Rewrite the rows from the start of the records through the line containing "[563,515,610,591]", replacing "Text query" with "Referring phrase" and changing nothing else. Leave the pictures out of your answer.

-- Start of Task data --

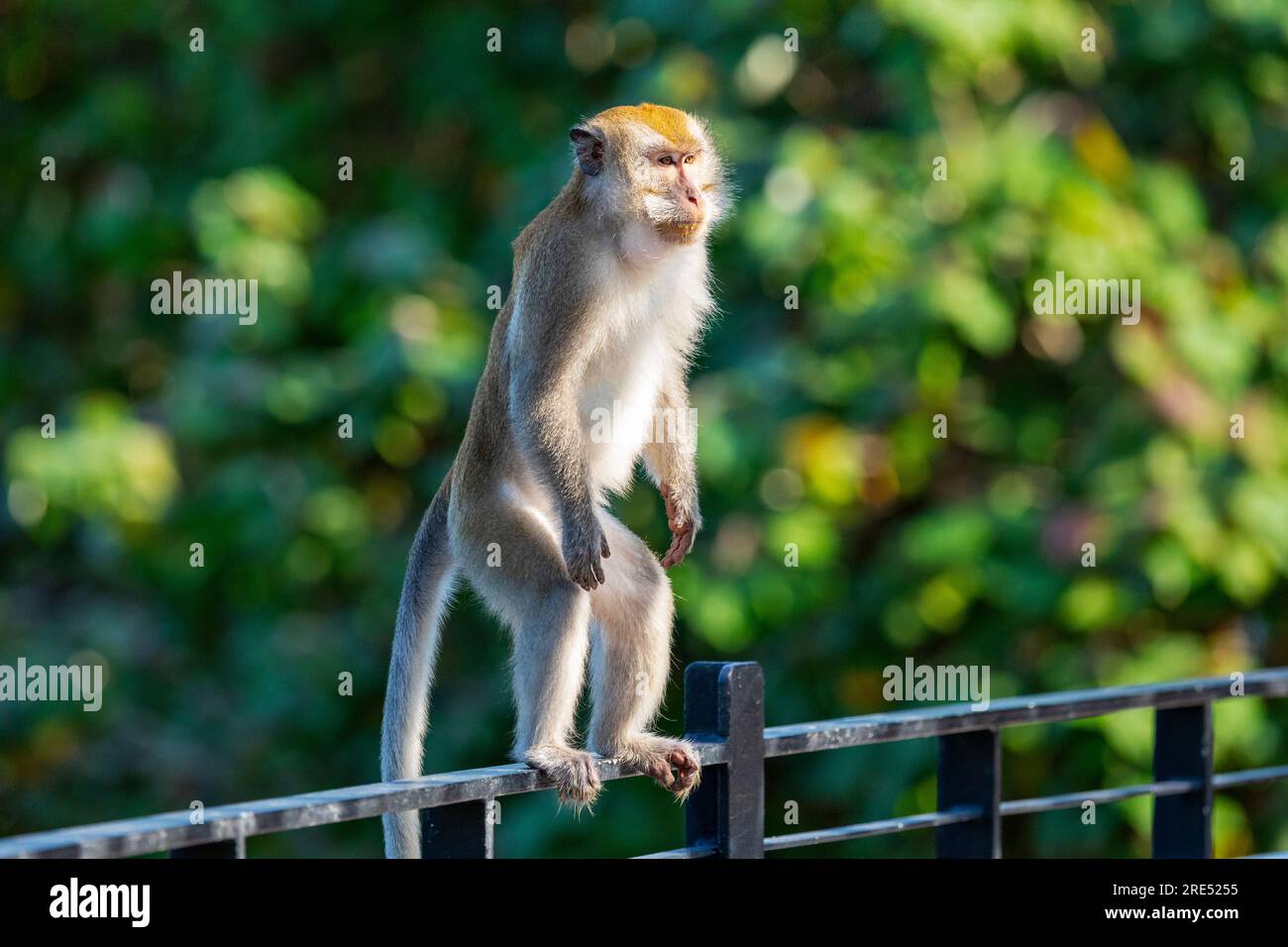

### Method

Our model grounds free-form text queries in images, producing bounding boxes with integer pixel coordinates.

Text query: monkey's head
[570,103,728,244]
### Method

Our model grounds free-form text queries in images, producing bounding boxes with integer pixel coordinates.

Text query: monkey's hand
[662,483,702,569]
[563,515,610,591]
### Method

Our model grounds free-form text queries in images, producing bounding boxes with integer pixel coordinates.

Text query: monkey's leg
[468,489,600,809]
[590,514,700,798]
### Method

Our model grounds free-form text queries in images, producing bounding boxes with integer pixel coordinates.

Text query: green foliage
[0,0,1288,856]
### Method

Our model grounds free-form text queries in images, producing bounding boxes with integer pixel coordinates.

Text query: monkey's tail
[380,471,456,858]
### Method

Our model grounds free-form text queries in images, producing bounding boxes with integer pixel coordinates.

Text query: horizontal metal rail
[765,805,984,852]
[0,663,1288,858]
[765,668,1288,756]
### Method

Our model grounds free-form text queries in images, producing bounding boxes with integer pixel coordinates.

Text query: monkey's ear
[568,125,604,177]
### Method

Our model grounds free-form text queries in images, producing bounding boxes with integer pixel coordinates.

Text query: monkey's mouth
[657,220,702,244]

-- End of Task data --

▸ **Result below**:
### Method

Our model grounds free-form text queries in images, producing bounding boxes with integer pixel coordinates.

Referring phrase: monkey's head
[570,103,728,244]
### Method

Our model grounds free-form text queries in images, producing bounding boxes with integer pixel coordinates.

Referring phrase: monkey's hand
[662,483,702,569]
[563,515,610,591]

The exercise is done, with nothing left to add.